◆ **Your objective**
Please collect every line from the entries below that contains the string "black". Only lines that match its letter case count.

Coordinate annotation entries:
## BEGIN
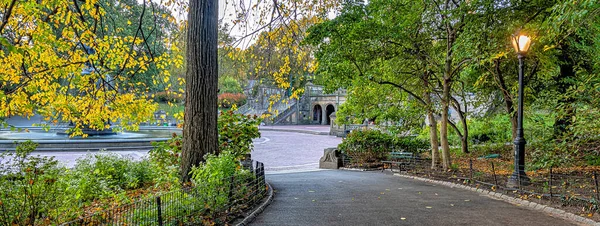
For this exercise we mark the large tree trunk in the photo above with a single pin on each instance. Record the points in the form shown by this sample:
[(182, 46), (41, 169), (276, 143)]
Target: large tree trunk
[(200, 121)]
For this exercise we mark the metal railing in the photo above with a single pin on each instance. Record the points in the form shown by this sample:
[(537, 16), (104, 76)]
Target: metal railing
[(221, 202)]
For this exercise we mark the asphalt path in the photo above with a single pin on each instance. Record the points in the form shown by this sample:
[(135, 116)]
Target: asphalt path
[(337, 197)]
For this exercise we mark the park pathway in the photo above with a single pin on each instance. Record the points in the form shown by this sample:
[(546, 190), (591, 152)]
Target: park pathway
[(337, 197)]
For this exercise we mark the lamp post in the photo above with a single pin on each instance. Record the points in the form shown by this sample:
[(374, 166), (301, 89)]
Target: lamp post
[(521, 44)]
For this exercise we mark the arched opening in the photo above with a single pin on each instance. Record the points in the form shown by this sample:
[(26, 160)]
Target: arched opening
[(329, 110), (317, 115)]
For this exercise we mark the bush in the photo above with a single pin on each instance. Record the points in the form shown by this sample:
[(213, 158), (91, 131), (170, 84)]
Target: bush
[(366, 146), (213, 180), (32, 189), (103, 175), (226, 100), (236, 132), (228, 84), (411, 144)]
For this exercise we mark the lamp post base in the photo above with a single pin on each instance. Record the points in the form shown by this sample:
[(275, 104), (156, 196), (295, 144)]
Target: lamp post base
[(515, 182)]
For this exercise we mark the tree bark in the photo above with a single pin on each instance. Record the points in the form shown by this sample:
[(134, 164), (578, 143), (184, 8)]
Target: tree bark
[(200, 134), (444, 128), (433, 139), (432, 123)]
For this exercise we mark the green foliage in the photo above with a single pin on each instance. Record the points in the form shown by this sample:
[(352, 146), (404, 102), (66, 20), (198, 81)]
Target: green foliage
[(236, 132), (550, 154), (227, 100), (213, 179), (228, 84), (367, 146), (168, 97), (411, 144), (33, 189), (102, 175), (490, 129)]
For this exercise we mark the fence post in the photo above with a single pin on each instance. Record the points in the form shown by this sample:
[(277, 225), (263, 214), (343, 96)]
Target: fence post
[(471, 170), (596, 182), (550, 183), (494, 173), (158, 204)]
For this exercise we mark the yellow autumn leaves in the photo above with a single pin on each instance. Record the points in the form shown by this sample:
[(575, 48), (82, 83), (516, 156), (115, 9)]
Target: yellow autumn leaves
[(43, 54)]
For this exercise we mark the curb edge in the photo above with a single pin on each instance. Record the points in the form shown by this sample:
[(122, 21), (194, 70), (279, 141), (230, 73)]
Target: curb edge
[(248, 219)]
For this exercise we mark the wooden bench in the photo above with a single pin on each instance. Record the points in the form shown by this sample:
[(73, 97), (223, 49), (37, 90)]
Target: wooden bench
[(400, 159)]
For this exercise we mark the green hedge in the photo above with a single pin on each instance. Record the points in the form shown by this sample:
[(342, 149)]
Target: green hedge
[(370, 146)]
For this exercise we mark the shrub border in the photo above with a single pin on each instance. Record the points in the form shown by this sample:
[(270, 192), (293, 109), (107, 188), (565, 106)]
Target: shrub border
[(515, 201)]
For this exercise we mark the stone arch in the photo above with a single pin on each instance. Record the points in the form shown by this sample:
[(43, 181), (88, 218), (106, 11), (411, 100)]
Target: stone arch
[(328, 111), (317, 114)]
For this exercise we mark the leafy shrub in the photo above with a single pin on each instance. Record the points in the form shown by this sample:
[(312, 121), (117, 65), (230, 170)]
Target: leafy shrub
[(366, 146), (103, 175), (228, 84), (550, 154), (32, 189), (168, 96), (213, 179), (236, 132), (226, 100), (411, 144)]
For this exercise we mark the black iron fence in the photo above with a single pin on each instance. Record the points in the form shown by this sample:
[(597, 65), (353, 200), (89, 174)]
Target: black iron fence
[(217, 202), (577, 188)]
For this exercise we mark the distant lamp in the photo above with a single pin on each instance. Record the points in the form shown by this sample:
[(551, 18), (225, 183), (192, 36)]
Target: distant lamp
[(521, 43), (519, 177)]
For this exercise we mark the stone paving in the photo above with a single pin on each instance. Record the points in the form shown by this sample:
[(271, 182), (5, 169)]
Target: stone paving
[(291, 151)]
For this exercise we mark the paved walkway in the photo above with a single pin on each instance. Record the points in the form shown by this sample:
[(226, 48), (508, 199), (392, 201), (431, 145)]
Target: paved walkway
[(291, 151), (310, 129), (336, 197)]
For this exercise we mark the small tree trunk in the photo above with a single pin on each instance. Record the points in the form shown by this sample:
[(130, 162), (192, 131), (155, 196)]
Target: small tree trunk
[(200, 120), (433, 139), (432, 124), (444, 128)]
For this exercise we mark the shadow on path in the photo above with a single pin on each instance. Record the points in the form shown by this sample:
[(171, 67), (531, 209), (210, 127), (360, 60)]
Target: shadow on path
[(336, 197)]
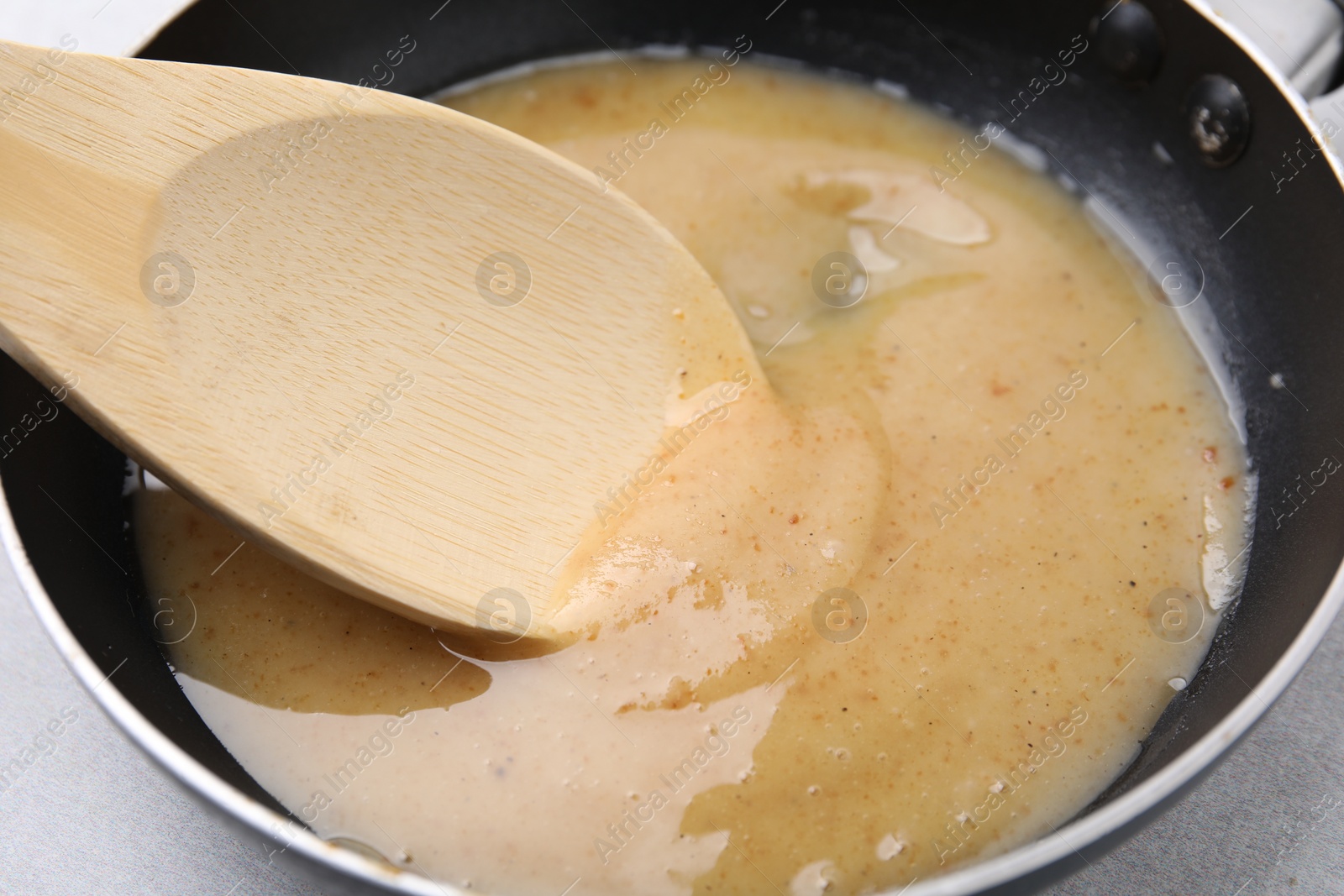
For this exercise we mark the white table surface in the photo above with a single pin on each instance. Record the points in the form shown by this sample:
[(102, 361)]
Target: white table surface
[(92, 815)]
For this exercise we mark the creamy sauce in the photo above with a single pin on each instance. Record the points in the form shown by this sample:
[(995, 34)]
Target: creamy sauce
[(900, 607)]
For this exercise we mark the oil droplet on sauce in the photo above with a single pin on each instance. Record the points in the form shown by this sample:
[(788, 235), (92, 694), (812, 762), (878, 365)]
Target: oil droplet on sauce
[(858, 633)]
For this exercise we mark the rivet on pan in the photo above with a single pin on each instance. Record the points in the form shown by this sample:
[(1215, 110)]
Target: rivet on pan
[(1218, 120), (1129, 42)]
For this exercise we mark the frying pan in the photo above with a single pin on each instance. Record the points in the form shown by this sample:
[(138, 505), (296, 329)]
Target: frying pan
[(1119, 129)]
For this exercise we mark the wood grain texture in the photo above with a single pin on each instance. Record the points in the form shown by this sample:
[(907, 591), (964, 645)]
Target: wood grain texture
[(276, 293)]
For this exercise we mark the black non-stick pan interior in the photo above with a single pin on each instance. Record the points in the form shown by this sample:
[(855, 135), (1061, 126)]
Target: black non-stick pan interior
[(1267, 249)]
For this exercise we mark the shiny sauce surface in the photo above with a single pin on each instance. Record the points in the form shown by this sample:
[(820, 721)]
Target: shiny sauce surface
[(911, 602)]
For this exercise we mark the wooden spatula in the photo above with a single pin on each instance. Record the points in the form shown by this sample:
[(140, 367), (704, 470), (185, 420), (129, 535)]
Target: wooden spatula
[(402, 348)]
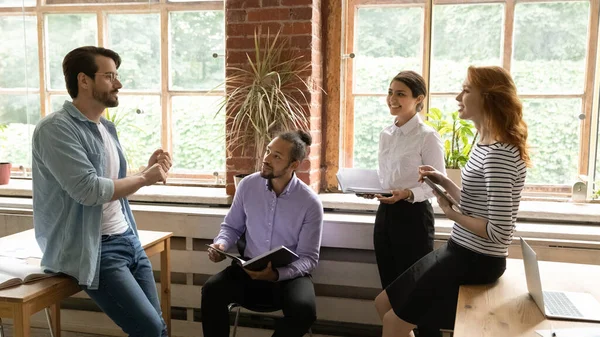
## END
◆ **Written response**
For this exercise we mark the black iron fence in the photo above with a single pin on each instance. Record the points in the form shown by this sample:
Target: black iron fence
For this exercise we mark the black non-stick pan interior in the photo above with a single pin on each instance. Record the points in the form shown by this sample:
Target: black non-stick pan interior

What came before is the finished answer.